• **List of tasks**
1. In the memoir review below, list the enclosed spaces where the quoted passage says the narrator's life takes place.
2. Continue the memoir review below from where it stops, after the quoted passage.

• **Supplied passage**
I just finished reading My Father’s House – A Memoir of Incest and of Healing, by Sylvia Fraser. It’s an amazing book. The story is compelling, but her writing is rich, powerful, and visceral, and elevates the memoir to a level beyond the details of her life alone. Below is just one example, and the book is crammed full of writing like this:
“I know it’s winter because when I look at my feet I don’t see them for snow. I know it is winter because my nose drips like an icicle, my hands are white snowballs that must be stuffed in pockets. I know it’s winter because sounds are muffled, words taste cold, steam hisses out of radiators and light slips off the page of Kant’s “Critique of Pure Reason” almost as soon as it arrives. I know it’s winter because my mother writes letters that announce: “Yesterday my wash was like boards on the line. I keep asking the new milkman to put the milk between the doors but he doesn’t seem to hear and this morning it was half out of the bottle again. Is your laundry getting done?” I know it’s winter because all the evidence a posteriori and a prior points that way, and I am nothing these days if not empirical and rational. It’s winter, but it doesn’t matter. My life takes place in enclosed spaces: halls, cells, corridors, cubicles. I scratch words on the pulpy lobes of my brain like a medieval monk creating palimpsets. I sweat dust.”

• **Source information**

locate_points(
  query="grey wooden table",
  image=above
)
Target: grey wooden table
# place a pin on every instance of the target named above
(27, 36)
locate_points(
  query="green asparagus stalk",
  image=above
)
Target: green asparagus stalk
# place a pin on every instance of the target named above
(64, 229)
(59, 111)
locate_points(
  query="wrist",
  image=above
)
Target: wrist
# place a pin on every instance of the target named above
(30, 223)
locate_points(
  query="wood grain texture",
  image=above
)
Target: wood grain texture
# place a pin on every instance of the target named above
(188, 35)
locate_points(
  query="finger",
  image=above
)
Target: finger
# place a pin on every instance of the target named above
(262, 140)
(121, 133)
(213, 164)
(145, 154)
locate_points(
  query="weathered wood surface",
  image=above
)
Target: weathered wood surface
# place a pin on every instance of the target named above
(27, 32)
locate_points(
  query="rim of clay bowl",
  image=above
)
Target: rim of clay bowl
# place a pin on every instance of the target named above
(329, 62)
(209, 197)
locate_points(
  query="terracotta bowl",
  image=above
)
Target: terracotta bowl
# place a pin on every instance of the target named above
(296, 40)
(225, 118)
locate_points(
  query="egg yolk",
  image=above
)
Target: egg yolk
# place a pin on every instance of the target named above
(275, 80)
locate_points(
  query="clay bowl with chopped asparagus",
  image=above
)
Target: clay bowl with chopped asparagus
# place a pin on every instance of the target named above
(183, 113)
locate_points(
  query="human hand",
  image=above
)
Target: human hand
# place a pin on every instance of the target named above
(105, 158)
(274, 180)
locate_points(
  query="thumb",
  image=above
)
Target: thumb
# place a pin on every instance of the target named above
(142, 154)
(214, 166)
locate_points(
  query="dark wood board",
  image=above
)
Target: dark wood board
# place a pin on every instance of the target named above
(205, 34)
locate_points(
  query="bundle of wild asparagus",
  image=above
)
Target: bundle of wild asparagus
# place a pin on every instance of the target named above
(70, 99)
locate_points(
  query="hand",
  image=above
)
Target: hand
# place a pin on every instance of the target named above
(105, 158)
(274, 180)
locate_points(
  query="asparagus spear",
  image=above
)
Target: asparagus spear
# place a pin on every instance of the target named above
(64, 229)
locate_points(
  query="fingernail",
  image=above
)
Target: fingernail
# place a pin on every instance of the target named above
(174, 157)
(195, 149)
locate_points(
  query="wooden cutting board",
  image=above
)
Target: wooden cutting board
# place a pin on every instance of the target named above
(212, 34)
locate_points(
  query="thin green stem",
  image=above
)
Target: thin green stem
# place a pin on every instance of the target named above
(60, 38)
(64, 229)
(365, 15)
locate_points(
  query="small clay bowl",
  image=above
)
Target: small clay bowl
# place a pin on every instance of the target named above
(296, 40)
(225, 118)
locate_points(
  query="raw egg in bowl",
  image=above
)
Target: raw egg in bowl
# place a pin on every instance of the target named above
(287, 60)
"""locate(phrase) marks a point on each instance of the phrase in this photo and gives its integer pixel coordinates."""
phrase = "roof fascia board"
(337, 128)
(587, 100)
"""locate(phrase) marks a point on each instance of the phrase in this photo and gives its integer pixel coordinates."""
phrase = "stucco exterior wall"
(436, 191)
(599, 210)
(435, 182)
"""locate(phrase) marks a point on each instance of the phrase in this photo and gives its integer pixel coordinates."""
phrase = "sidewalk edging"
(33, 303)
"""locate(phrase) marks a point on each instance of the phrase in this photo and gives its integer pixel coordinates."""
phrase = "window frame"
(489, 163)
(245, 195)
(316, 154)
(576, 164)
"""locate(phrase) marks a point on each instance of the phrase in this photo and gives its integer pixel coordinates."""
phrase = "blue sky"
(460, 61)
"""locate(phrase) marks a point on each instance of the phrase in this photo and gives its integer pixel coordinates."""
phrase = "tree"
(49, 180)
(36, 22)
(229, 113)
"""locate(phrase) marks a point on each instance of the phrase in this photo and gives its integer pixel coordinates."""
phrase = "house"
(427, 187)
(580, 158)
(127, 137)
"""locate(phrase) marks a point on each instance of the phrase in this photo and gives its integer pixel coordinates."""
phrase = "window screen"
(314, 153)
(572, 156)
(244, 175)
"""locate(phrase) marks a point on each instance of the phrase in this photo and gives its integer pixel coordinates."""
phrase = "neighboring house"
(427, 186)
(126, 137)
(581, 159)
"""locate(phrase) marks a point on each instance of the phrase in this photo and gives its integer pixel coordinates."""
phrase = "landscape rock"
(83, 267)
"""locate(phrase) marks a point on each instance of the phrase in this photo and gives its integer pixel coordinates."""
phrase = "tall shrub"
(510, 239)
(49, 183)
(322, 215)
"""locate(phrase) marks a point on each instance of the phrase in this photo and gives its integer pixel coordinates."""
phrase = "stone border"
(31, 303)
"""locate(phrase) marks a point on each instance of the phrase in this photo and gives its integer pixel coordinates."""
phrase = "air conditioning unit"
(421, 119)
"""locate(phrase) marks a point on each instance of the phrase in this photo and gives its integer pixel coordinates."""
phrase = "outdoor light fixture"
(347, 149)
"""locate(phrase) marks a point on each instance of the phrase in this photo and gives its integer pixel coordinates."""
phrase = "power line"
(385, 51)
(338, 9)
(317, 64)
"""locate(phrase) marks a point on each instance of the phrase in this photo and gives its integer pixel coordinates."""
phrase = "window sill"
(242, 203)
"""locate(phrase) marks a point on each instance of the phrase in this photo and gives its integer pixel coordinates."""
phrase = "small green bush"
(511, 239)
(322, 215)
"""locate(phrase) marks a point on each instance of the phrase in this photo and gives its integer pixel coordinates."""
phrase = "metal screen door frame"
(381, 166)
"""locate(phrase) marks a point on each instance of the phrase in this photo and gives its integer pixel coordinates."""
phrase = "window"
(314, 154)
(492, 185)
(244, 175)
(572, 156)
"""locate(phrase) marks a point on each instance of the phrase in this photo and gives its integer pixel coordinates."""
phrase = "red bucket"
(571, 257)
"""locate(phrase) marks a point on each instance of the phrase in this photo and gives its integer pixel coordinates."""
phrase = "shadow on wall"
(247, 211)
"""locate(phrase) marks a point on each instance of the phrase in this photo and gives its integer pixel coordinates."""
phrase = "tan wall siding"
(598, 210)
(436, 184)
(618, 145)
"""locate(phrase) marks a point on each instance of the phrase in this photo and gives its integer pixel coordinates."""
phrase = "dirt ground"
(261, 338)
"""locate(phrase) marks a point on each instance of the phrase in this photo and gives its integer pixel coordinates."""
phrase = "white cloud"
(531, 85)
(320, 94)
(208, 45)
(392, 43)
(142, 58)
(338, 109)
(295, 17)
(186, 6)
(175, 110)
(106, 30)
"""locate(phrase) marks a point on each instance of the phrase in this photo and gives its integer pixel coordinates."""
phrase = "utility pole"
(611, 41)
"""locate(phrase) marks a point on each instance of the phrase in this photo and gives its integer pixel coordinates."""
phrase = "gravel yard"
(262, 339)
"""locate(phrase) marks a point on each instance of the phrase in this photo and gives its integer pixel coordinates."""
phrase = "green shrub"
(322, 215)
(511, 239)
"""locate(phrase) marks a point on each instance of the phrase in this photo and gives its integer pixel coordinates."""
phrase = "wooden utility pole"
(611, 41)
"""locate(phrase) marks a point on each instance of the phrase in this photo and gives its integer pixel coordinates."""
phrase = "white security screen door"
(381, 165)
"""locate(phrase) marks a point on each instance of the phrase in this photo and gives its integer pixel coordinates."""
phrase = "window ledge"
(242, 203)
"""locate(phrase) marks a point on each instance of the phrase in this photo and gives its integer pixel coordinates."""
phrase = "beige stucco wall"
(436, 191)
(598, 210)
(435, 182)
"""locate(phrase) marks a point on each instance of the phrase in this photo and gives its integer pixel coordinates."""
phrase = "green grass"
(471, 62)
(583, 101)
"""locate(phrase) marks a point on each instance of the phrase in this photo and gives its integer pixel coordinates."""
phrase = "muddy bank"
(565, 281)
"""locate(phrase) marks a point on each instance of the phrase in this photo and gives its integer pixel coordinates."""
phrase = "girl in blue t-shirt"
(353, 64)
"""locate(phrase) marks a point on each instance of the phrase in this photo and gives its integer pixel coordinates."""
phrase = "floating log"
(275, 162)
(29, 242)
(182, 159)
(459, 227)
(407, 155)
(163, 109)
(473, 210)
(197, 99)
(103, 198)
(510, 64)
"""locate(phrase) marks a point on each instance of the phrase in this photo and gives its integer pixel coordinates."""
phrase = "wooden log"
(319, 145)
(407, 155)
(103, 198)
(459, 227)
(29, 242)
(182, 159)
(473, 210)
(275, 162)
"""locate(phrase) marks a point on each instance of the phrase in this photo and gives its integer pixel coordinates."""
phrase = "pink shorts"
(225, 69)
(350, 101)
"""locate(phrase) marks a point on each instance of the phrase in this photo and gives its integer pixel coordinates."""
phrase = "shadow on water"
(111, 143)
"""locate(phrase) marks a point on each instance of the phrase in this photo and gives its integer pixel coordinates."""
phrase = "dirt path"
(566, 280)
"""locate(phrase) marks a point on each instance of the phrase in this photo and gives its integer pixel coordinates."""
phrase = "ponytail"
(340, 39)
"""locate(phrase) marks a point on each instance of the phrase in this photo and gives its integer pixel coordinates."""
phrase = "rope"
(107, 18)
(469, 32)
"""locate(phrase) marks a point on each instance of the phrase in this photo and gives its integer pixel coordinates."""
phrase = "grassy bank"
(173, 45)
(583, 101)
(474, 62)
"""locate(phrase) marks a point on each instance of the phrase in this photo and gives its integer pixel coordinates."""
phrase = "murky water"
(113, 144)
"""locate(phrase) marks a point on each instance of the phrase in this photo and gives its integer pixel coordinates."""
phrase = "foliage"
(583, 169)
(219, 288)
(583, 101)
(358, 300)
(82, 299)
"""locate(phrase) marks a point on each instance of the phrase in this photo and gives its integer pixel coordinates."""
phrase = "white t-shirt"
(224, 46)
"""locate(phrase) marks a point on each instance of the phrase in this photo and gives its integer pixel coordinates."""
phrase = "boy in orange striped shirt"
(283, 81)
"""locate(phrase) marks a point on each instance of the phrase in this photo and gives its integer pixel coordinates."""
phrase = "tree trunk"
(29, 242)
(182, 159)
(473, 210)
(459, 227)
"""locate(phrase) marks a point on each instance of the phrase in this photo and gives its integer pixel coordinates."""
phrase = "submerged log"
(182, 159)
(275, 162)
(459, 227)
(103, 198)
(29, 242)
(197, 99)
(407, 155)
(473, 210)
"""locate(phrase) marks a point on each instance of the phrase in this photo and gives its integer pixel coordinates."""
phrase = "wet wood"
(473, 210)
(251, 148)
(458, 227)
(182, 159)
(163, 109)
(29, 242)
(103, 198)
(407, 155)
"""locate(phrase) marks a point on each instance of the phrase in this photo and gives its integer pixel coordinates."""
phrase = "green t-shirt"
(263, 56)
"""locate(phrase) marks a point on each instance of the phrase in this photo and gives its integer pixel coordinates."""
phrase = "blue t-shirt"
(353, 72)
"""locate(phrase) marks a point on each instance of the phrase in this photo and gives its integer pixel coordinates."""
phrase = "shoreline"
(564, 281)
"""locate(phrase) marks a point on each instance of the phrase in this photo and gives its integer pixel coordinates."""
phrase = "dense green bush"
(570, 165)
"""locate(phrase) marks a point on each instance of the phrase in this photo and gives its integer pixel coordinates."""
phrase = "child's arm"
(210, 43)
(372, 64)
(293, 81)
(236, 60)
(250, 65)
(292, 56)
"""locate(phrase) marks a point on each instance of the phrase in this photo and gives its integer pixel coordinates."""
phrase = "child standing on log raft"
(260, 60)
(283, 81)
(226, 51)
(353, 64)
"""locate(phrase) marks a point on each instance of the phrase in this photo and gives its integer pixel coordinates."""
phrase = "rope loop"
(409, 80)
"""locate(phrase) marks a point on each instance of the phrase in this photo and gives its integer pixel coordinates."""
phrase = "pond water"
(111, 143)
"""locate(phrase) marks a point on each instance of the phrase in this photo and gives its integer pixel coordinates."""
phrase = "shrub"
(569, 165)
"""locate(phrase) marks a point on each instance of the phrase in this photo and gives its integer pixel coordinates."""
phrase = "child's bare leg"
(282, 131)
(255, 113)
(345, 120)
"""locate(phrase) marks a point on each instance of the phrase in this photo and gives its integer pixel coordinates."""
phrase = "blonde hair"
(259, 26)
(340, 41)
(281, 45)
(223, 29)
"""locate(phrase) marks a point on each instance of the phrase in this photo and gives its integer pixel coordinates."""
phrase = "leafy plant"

• **Responses in order**
1. halls, cells, corridors, cubicles

2.
My favorite bits from that paragraph are “I know it’s winter because …, words taste cold, …” and “…light slips off the page … almost as soon as it arrives.” I filed this post under Inspiration, because this kind of writing makes me slow down and savor the words. I don’t know if it qualifies technically as inspiration because it doesn’t cause me to start writing myself, necessarily – but it reminds me why I love literature and why I continue in my personal battle with words.